__Tus tareas__:
(a) Responde con datos del fragmento sobre el futuro de la literatura:
(i) ¿A qué se dedica Juan Varela?
(ii) Según Alan Jacobs, ¿de qué es amigo el blog y de qué es enemigo?
(iii) ¿Con qué palabras entre comillas describe Updike la lectura de un libro?
(b) Sigue escribiendo el fragmento sobre el futuro de la literatura justo después de su última frase.

__Fragmento original__:

****************************************

No puede ser más distinta la visión del periodista Juan Varela, cuyo blog es el mensaje de un profeta. Lo revisé después de leer a Updike. Como siempre, había post -«Marketing digital por la literatura» o «Más libros libres»- que son manifiestos anti-Updike. Resumo su visión de hace unas semanas en "El futuro digital en la red" y puedo entender que algunos no se fían de sus ideas. La verdad es que no basta la confirmación de los pronósticos tanto de uno como del otro.

¿De qué se trata de verdad, ¿qué esperamos cuando hablamos del futuro de la literatura? La respuesta es sencilla: no queremos solamente papel o pantalla sino calidad. Un blog, para hablar del universo en el que estoy, no es más que una herramienta. Puede ser lo peor o lo mejor. Acabo de leer una maravillosa evaluación en inglés de lo que ofrecen los blogs. Su autor, Alan Jacobs, opina que el blog es el amigo de la información y el enemigo del pensamiento. Vale la pena leerlo en detalle. Se verá que llega por un camino extraño a la misma conclusión que Updike cuando este recuerda que leer un libro es una experiencia individual, la confrontación de un lector con un texto: «Comunicación desde una persona hacia otra persona».

****************************************

__Filas recibidas__:
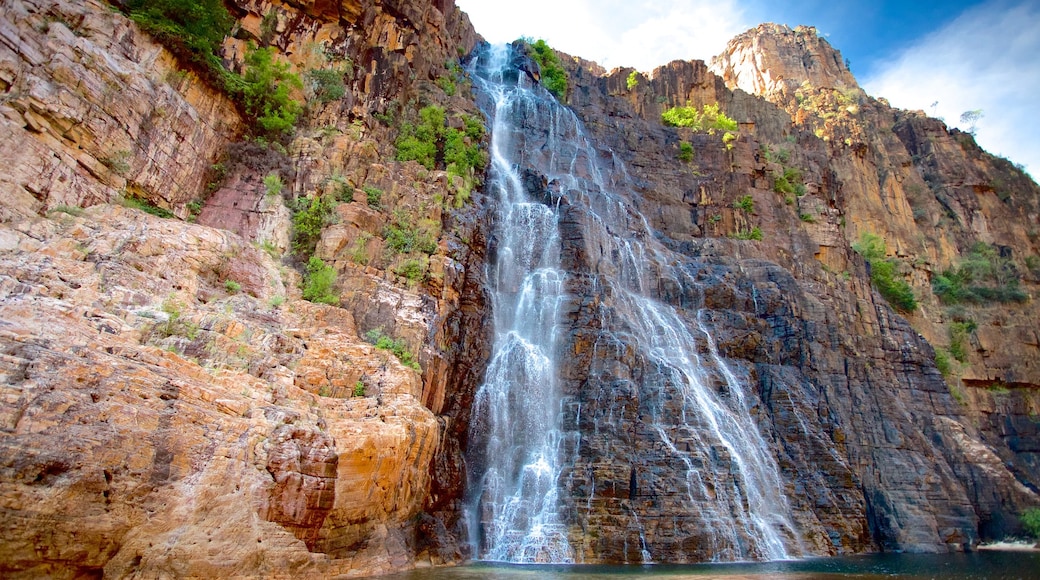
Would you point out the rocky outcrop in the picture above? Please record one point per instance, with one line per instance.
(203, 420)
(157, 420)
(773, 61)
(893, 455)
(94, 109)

****************************************

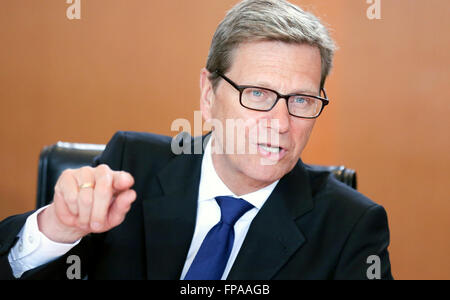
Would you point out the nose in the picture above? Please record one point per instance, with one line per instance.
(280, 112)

****************************************

__Respuestas esperadas__:
(a)
(i) Es periodista.
(ii) Es amigo de la información y enemigo del pensamiento.
(iii) «Comunicación desde una persona hacia otra persona».

(b)
Aquella relación cerrada no está garantizada en un mundo de lectores y escritores que viven en una red compartida. Entonces, Jacobs expresa el mismo temor –que se podría llamar el miedo a la muerte de la soledad- al notar que lo peor de los blogs es que su tecnología no hace diferencia entre lo mediocre y lo sublime. Genios y oligofrénicos comparten la misma página. “No hay privacidad, toda conversación es totalmente pública”, añade Jacobs. Utiliza una citación muy acertada de Charlie Brown, el héroe de los cómics: “Amo a la humanidad, es la gente que no me gusta”. Y no lo vamos a negar, Charlie, somos muchos, ya, en la blogosfera.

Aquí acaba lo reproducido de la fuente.